=== Text segment ===
Movies about people who murder with weapons or their bare hands are nothing out of the ordinary but what about a film where a man can kill with his voice? It might seem preposterous but The Shout (1978), directed by Jerzy Skolimowski, takes this concept and turns it into something that is both plausible and unsettling.
Based on a short story by Robert Graves, the author of I, Claudius, The Shout is a visually elegant and often oblique psychodrama with a dash of surrealism and the supernatural. The film, which takes place at a cricket match on the lush grounds of an insane asylum where some of the players are inmates, relates in flashback the story of a married couple, Anthony (John Hurt) and Rachel Fielding (Susannah York), whose quiet, sedate life in the Devon countryside is interrupted by the arrival of a strange man named Crossley (Alan Bates). He invites himself to lunch one day and then stays on to dominate the couple through occult powers he has acquired while living with an aboriginal tribe in Australia.
===
Please answer from the review above: who wrote the short story that The Shout is based on?
=== Information provided ===
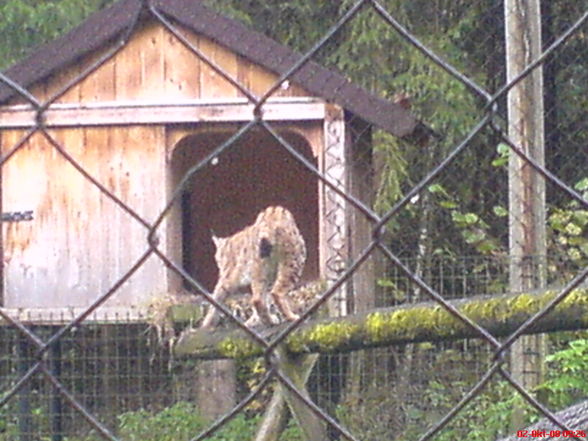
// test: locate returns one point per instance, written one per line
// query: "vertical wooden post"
(333, 208)
(527, 233)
===
Complete output: Robert Graves